«Новый Вавилон»: конституционная архитектура

29 октября с.г. в Риме, в зале на Капитолийском холме, голосами лидеров 25 стран впервые за всю известную историю демократии была официально принята Конституция страны, которой де-факто не существует — Конституция Европейского союза. Казалось бы, идея «Европы от Атлантики до Урала», провозглашенная в ноябре 1959 г. президентом Шарлем де Голлем, сделала еще один шаг к тому, чтобы превратиться в реальность. Впрочем, юридической силы указанный документ еще не приобрел: общеевропейский Основной закон войдет в силу только тогда, когда его ратифицируют парламенты всех стран — членов ЕС.

Начиная с момента своего официального одобрения, и Конституция ЕС, и создаваемая ею политико–правовая конструкция неизбежно пройдет еще целый ряд испытаний на прочность, далеко не каждое из которых она способна выдержать. Так, если страны — потенциальные лидеры (Франция, Великобритания, Испания, с определенными оговорками — Германия и Польша) уже готовы к проведению ратификационного референдума, то в других проведение этой процедуры может существенно затянуться, став преградой на пути осуществления всей затеи.

ФОРМУЛИРОВКА ЗАДАНИЯ A
Перепишите без изменений фрагмент текста о Конституции ЕС начиная со слов «Начиная с момента» и заканчивая словами «осуществления всей затеи.» включительно.

СОСТАВ ЗАПИСЕЙ
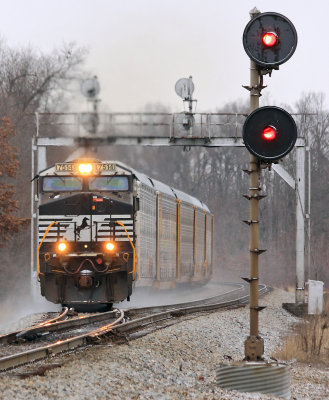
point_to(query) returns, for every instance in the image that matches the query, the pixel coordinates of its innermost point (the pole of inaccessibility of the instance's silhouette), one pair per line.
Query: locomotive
(104, 227)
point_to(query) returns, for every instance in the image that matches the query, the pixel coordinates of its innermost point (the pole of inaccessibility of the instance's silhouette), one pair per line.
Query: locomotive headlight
(61, 246)
(85, 168)
(109, 246)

ФОРМУЛИРОВКА ЗАДАНИЯ B
Сообщите, сколько строк в записях содержат строку «locomotive»; в ответе укажите только число.

РЕЗУЛЬТАТ ВЫПОЛНЕНИЯ A
Начиная с момента своего официального одобрения, и Конституция ЕС, и создаваемая ею политико–правовая конструкция неизбежно пройдет еще целый ряд испытаний на прочность, далеко не каждое из которых она способна выдержать. Так, если страны — потенциальные лидеры (Франция, Великобритания, Испания, с определенными оговорками — Германия и Польша) уже готовы к проведению ратификационного референдума, то в других проведение этой процедуры может существенно затянуться, став преградой на пути осуществления всей затеи.

РЕЗУЛЬТАТ ВЫПОЛНЕНИЯ B
2